* [WHAT YOU SHOULD DO]
Reproduce the records below, substituting "result" for every occurrence of "output" and leaving all other text unchanged. Omit the pictures from your reproduction.

— Start —

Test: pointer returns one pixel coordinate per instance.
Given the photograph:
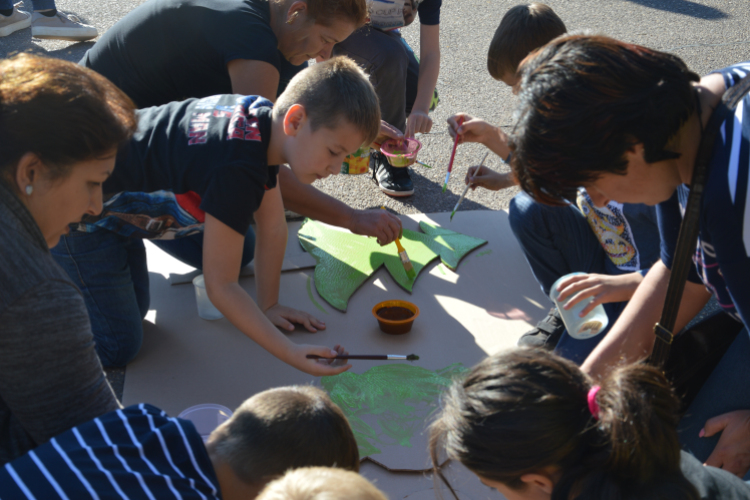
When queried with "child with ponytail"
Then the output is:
(535, 427)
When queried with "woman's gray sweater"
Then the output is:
(50, 376)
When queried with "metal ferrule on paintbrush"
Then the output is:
(408, 267)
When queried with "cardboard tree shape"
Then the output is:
(345, 260)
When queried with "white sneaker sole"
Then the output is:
(72, 35)
(15, 27)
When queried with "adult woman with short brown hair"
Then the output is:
(60, 126)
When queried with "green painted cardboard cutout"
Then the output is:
(345, 260)
(389, 405)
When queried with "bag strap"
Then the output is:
(688, 236)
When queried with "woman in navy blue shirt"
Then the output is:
(625, 122)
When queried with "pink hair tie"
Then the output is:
(593, 405)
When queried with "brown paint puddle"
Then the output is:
(395, 313)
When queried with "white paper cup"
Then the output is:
(206, 417)
(579, 328)
(206, 309)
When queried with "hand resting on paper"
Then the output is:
(285, 317)
(377, 223)
(318, 367)
(600, 288)
(732, 452)
(387, 131)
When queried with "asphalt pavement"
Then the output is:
(707, 35)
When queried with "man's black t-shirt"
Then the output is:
(713, 483)
(172, 50)
(185, 160)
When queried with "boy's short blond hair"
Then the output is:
(335, 92)
(321, 483)
(281, 429)
(523, 29)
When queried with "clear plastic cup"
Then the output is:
(579, 328)
(206, 309)
(206, 417)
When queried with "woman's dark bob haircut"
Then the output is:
(62, 112)
(584, 102)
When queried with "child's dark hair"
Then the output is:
(285, 428)
(584, 102)
(62, 112)
(523, 29)
(522, 410)
(334, 93)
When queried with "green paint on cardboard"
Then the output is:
(346, 260)
(388, 404)
(312, 297)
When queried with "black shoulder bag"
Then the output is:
(689, 358)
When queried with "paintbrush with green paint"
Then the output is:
(408, 267)
(374, 357)
(466, 190)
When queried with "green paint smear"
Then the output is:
(397, 397)
(345, 260)
(312, 297)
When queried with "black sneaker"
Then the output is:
(394, 181)
(547, 333)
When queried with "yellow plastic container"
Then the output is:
(357, 163)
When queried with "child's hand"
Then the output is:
(418, 122)
(318, 367)
(487, 178)
(472, 129)
(599, 288)
(387, 131)
(378, 223)
(285, 317)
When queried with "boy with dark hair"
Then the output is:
(405, 85)
(523, 29)
(141, 452)
(597, 241)
(209, 166)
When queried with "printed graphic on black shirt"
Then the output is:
(164, 214)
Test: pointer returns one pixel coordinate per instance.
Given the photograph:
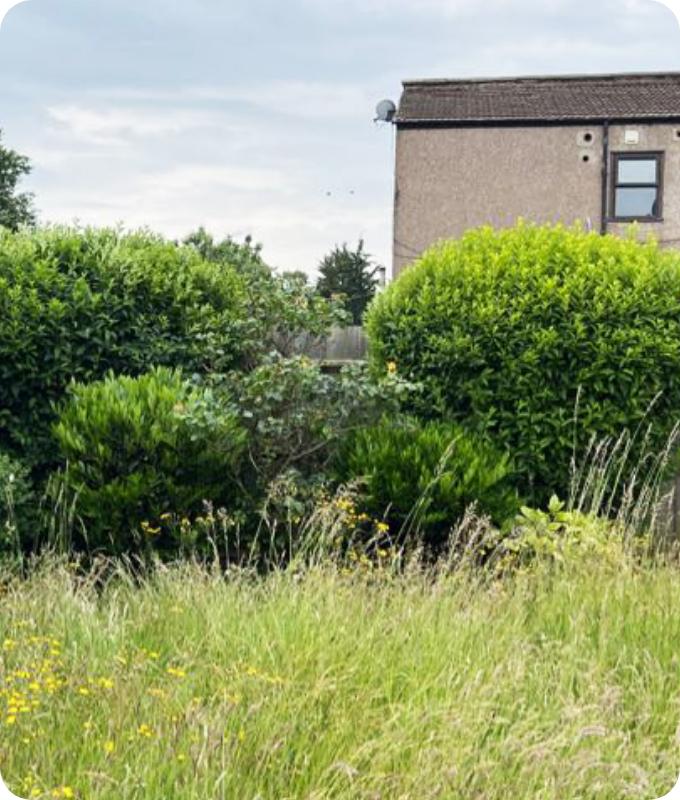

— End —

* [FINAL ANSWER]
Test: pointer returns one pixel coordinate per instance.
Given the photograph:
When queried with "child with ponytail"
Then the result is:
(535, 427)
When queried with "woman's gray sweater"
Then the result is:
(50, 376)
When queried with "metal ferrule on paintbrush"
Then the result is:
(408, 267)
When queried with "cardboard tree shape"
Then the result is:
(345, 260)
When queried with "white sneaker sole"
Then the result is:
(72, 35)
(15, 27)
When queried with "adult woman with short brown hair"
Then the result is:
(60, 126)
When queried with "green painted cardboard cutout"
Then the result is:
(345, 260)
(389, 405)
When queried with "bag strap"
Then the result is:
(688, 236)
When queried with "woman in navy blue shirt"
Then the result is:
(625, 122)
When queried with "pink hair tie"
Then the result is:
(593, 405)
When queried with "brown paint puddle"
Then the result is:
(395, 313)
When queried with "white paper cup"
Then the result is:
(206, 417)
(579, 328)
(206, 309)
When queried with "hand resting on paper"
Then the result is:
(285, 317)
(377, 223)
(318, 367)
(600, 288)
(732, 452)
(387, 131)
When queried with "asphalt pavement"
Then the result is:
(707, 35)
When queried with "man's black t-shirt"
Then the result is:
(713, 483)
(172, 50)
(185, 160)
When queried with "boy's short blond hair"
Then the result is:
(335, 92)
(321, 483)
(281, 429)
(523, 29)
When queried with "clear plastic cup"
Then the result is:
(579, 328)
(206, 309)
(206, 417)
When queried with "woman's dark bob haircut"
Then the result is:
(62, 112)
(584, 102)
When queried with "child's dark hair"
Then the result is:
(285, 428)
(584, 102)
(62, 112)
(523, 29)
(522, 410)
(334, 93)
When queried with "green paint on cardboard"
Then the result is:
(346, 260)
(388, 404)
(312, 297)
When queried with "black shoulder bag"
Then the result is:
(689, 358)
When queried with "paintbrush with green paint"
Then the result is:
(408, 267)
(374, 357)
(466, 190)
When queried with "green paint smear"
Then the result is:
(397, 397)
(345, 260)
(312, 297)
When queried with "black sneaker"
Then the result is:
(394, 181)
(547, 333)
When queried with "yellow plastic container"
Then the result is:
(357, 163)
When queried with "child's hand"
Then the result is:
(418, 122)
(318, 367)
(487, 178)
(472, 129)
(599, 288)
(387, 131)
(378, 223)
(285, 317)
When queried with "boy with dark hair"
Then the result is:
(405, 85)
(523, 29)
(141, 452)
(597, 241)
(209, 166)
When queried with "printed graphic on black shirt"
Then the result is:
(164, 214)
Test: pointer returns one pixel coordinate per instance.
Given the photograph:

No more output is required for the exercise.